▶ _EXERCISE REQUIREMENTS_:
**1)** List every person named in the timeline.
**2)** Summarize the timeline in two sentences.
**3)** Translate this sentence from the timeline into French: "Israel disengages from Gaza and removes its settlements from the Gaza Strip, but retains effective control over air, sea, and land access to the Strip."

▶ _EXTRACT PROVIDED_:
Ariel Sharon is elected as prime minister on February 6 and refuses to continue negotiations with Yasser Arafat at the Taba Summit.

AUGUST

Abu Ali Mustafa, the General Secretary of the PFLP, is assassinated on August 27 by an Israeli missile shot by an Apache helicopter through his office window in Ramallah.

2002

MARCH

The Beirut Summit, held over March 27 and 28, approves the Saudi peace proposal.

MARCH–MAY

On March 29, Israeli forces begin Operation “Defence Shield,” Israel’s largest military operation in the West Bank since the 1967 war.

2003

APRIL

The quartet of the United States, European Union, Russia, and the United Nations propose a road map to resolve the Israeli–Palestinian conflict, proposing an independent Palestinian state.

SEPTEMBER

Mahmoud Abbas resigns from the post of prime minister on September 6.

2004

JULY

On July 9, the International Court of Justice issues an advisory opinion that the West Bank barrier is illegal under international law. The United Nations had also condemned the construction of the wall as “an unlawful act of annexation” on September 3, 2003.

NOVEMBER

Yasser Arafat dies at the age of 75 on November 11 in a hospital near Paris, after undergoing urgent medical treatment since October 29, 2004.

2005

JANUARY

On January 9, 2005, Abbas wins the Palestinian presidential elections by a wide margin.

AUGUST–SEPTEMBER

Israel disengages from Gaza and removes its settlements from the Gaza Strip, but retains effective control over air, sea, and land access to the Strip.

▶ _INFORMATION GIVEN_:
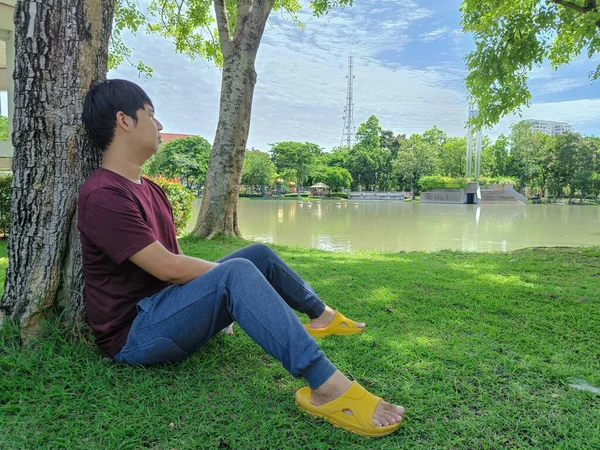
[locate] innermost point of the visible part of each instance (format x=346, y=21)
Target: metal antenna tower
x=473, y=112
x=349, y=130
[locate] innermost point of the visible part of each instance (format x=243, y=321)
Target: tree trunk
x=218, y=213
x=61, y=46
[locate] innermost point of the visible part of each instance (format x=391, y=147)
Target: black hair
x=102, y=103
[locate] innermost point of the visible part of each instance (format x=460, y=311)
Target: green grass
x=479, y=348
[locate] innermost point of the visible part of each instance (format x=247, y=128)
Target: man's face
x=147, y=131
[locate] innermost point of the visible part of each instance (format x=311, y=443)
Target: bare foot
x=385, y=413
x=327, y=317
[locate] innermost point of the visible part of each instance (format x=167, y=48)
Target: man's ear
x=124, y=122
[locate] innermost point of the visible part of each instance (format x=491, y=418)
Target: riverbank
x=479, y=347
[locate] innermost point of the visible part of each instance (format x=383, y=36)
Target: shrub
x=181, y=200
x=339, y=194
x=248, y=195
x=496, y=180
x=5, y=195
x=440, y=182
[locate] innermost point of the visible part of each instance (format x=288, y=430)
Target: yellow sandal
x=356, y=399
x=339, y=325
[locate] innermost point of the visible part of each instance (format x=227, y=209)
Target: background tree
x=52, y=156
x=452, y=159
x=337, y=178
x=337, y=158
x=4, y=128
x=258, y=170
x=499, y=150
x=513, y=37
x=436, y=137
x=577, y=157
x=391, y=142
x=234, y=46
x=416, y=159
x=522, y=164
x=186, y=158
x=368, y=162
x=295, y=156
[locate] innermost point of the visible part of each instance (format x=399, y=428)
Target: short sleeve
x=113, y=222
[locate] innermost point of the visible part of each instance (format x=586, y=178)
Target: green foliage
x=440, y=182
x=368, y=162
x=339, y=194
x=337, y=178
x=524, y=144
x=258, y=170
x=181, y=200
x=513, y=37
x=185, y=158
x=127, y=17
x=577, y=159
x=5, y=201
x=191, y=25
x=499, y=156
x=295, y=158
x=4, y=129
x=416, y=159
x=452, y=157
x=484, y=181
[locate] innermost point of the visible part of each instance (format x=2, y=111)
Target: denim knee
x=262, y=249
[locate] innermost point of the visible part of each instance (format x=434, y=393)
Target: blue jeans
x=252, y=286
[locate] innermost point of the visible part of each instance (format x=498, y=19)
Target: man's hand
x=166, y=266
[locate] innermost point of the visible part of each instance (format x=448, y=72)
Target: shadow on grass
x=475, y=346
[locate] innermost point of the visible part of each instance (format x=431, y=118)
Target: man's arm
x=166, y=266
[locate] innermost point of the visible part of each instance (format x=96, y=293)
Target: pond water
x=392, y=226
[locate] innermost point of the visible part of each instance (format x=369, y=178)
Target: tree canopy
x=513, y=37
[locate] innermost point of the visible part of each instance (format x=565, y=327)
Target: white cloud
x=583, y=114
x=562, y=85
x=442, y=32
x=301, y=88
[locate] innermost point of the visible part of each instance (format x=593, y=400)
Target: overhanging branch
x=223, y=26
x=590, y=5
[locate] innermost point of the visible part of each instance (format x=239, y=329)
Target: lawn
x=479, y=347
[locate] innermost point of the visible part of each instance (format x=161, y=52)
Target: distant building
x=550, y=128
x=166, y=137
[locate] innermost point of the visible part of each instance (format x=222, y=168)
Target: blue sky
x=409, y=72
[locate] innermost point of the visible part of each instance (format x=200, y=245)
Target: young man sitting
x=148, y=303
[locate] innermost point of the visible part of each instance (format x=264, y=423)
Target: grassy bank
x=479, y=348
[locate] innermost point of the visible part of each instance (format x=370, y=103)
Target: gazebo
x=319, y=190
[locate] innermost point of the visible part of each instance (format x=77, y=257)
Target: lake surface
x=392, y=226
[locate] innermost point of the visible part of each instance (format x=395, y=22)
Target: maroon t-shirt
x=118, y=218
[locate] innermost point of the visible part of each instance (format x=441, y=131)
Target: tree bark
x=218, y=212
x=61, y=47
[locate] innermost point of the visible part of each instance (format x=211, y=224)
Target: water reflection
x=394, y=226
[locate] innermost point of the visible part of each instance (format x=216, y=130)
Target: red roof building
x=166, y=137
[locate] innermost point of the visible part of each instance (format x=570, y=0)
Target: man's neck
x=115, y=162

▶ _SOLUTIONS_:
**1)**
Ariel Sharon
Yasser Arafat
Abu Ali Mustafa
Mahmoud Abbas

**2)** The timeline records Ariel Sharon's election as prime minister, the assassination of PFLP General Secretary Abu Ali Mustafa, the Beirut Summit's approval of the Saudi peace proposal in 2002, and the start of Israel's Operation "Defence Shield" in the West Bank that same year. It then covers the quartet's 2003 road map proposing an independent Palestinian state, the International Court of Justice's 2004 opinion that the West Bank barrier is illegal, Yasser Arafat's death in November 2004, Mahmoud Abbas's presidential election win in January 2005, and Israel's disengagement from Gaza later in 2005.

**3)** Israël se désengage de Gaza et retire ses colonies de la bande de Gaza, mais conserve un contrôle effectif sur l'accès aérien, maritime et terrestre à la bande.